Jan Burke, Goodnight, Irene (1993). “He loved to watch fat women dance. I guess O’Connor’s last night on the planet was a happy one because that night he had an eyeful of the full-figured.” Former newspaper reporter Irene Kelly is drawn back to her old job when her best friend O’Connor is murdered…and all because of an unsolved, three-decades-old murder the veteran newspaperman wouldn’t let rest in peace. Burke’s clever debut was an Agatha and an Anthony Award nominee.

Peter Lovesey, Bloodhounds (1996). “Darling, if ever I’ve met a group of potential murderers anywhere, it’s the Bloodhounds.” Peter Lovesey won the Macallan CWA Silver dagger, as well as the Barry and Macavity Awards with this tale of the Bloodhounds of Bath, a group that meets in a crypt to discuss crime novels until the corpse of one of the Bloodhounds is found in a locked houseboat, with the only key held by a man with a perfect alibi. Detective Superintendent Peter Diamond investigates.

Rex Stout, The doorbell rang (1965). An extremely wealthy woman offers Nero Wolfe the largest retainer he has ever seen if he can stop the FBI from harassing her. His publishers considered this the finest detective story ever written by Rex Stout.

Laurie King. The beekeeper's apprentice (1994). “I was fifteen when I first met Sherlock Holmes, fifteen years old with my nose in a book as I walked the Sussex Downs, and nearly stepped on him.” In the fiercely intelligent Mary Russell, King has created a young woman who can more than hold her own with the Great Detective. This was chosen as one of the 100 Favorite Mysteries of the 20th Century by the Independent Mystery Booksellers Association.

Reginald Hill. On Beulah Height (1998). Fifteen years after the small Yorkshire village of Dendale was flooded to create a reservoir and three young girls disappeared, drought begins to expose the landscape and 7-year-old Lorraine Dacre goes missing. Detective Superintendent Andy Dalziel, a cop on the case when the first girls vanished, is determined to find her. Hill won the CWA Cartier Diamond Dagger Award for lifetime contribution to crime writing in 1995.

Sharyn McCrumb, If ever I return, pretty Peggy-O (1990). 1960s folksinger Peggy Muryan moves to Hamelin, Tennessee in search of peace and quiet, but instead receives threatening messages that culminate in the murder of a woman who looks like her. This novel was a New York Times Notable Book and a Macavity Award winner for best novel.

### Information shown
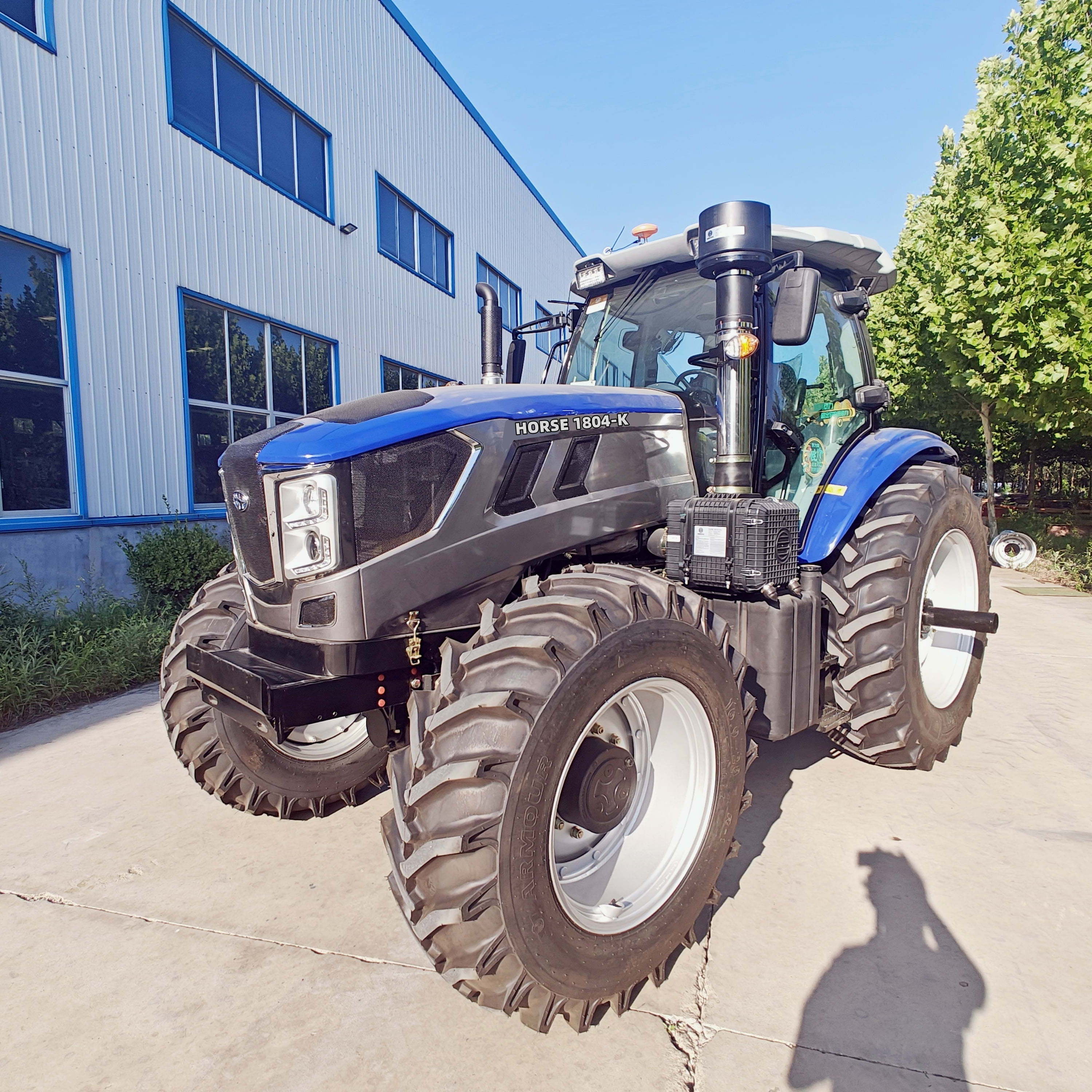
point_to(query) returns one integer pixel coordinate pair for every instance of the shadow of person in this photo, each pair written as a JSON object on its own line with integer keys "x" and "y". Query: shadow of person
{"x": 769, "y": 781}
{"x": 906, "y": 998}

### Tasks for this exercise
a. In the list of mystery novels, what lay behind O'Connor's murder in the entry for Goodnight, Irene? Answer in one to three sentences.
b. Resume the list of mystery novels after its last entry.
The lines have nothing to do with the list of mystery novels.

### Answers below
a. O'Connor's murder traces back to an unsolved murder from three decades earlier. The veteran newspaperman would not let that case rest in peace.

b.
Donald Westlake, The ax (1997). When paper company executive Burke Devore is laid off, he decides that the only way to get a new job is to kill the competition in this blackly humorous tale. Westlake received the prestigious Grand Master Award from the Mystery Writers of America in 1993.

Carolyn Hart, Letter from home (2003). 13-year-old Gretchen Gilman’s life is changed forever when murder strikes her small Oklahoma town in the summer of 1944. This poignant novel was nominated for the Pulitzer Prize for Fiction and won the Agatha Award for Best Mystery of 2003.

Books read in 2007

Josephine Tey, The daughter of time (1951). Inspector Alan Grant of Scotland Yard is in the hospital recovering from a broken leg when he happens upon a portrait of Richard III. Deciding that "Nothing in that face fits the facts of history," Grant sets out to solve the mystery of the Princes in the Tower, undeterred that the "crime" took place over 400 years in the past. Noted crime writer and reviewer H.R.F. Keating placed The daughter of time on his list of 100 Best Crime and Mystery Books.

Ngaio Marsh, Vintage murder (1937). Scotland Yard detective Roderick Alleyn is on vacation in New Zealand when he meets the members of a traveling British theatre troupe. When the group's manager is murdered, the local police are happy to have Alleyn's assistance in solving this Golden Age puzzle.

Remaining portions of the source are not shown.